### Brief
Locate each line of the listing below that contains the string "road" and copy those lines. Letter case matters.

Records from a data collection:

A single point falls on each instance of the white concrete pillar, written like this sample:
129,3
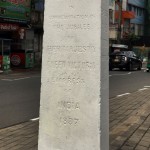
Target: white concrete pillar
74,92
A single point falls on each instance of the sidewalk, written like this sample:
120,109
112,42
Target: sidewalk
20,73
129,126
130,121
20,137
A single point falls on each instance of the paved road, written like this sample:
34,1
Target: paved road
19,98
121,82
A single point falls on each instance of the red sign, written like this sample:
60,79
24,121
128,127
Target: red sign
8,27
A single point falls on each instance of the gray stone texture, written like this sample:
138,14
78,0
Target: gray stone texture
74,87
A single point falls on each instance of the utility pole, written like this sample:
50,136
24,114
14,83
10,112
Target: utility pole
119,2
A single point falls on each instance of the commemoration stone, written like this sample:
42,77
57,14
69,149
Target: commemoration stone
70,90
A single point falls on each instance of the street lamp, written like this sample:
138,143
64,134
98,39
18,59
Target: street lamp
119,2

--

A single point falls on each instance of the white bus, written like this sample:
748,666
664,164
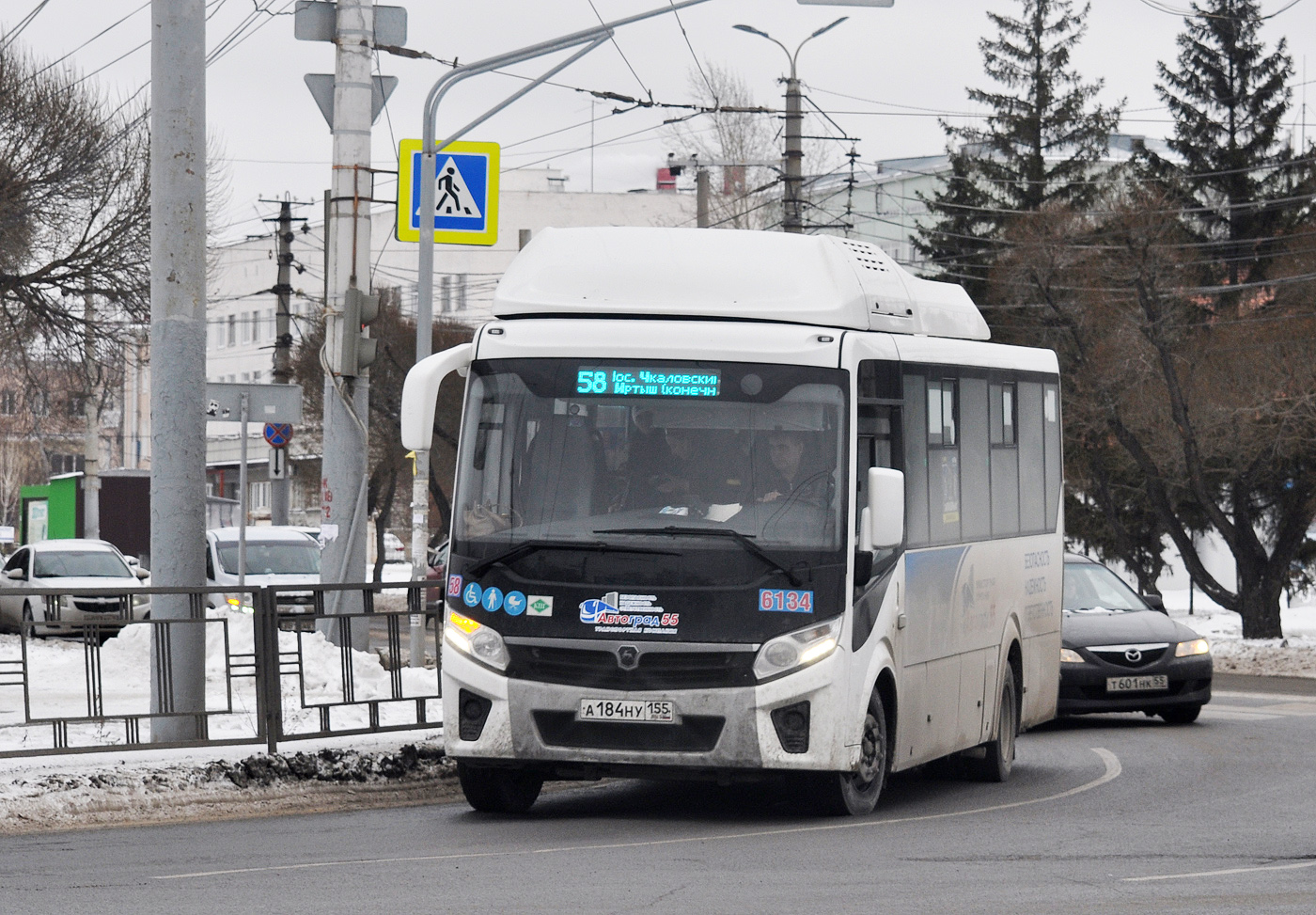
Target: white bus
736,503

### Response
A single point falls on each instance of the paved road, written like this sample:
Target: paved road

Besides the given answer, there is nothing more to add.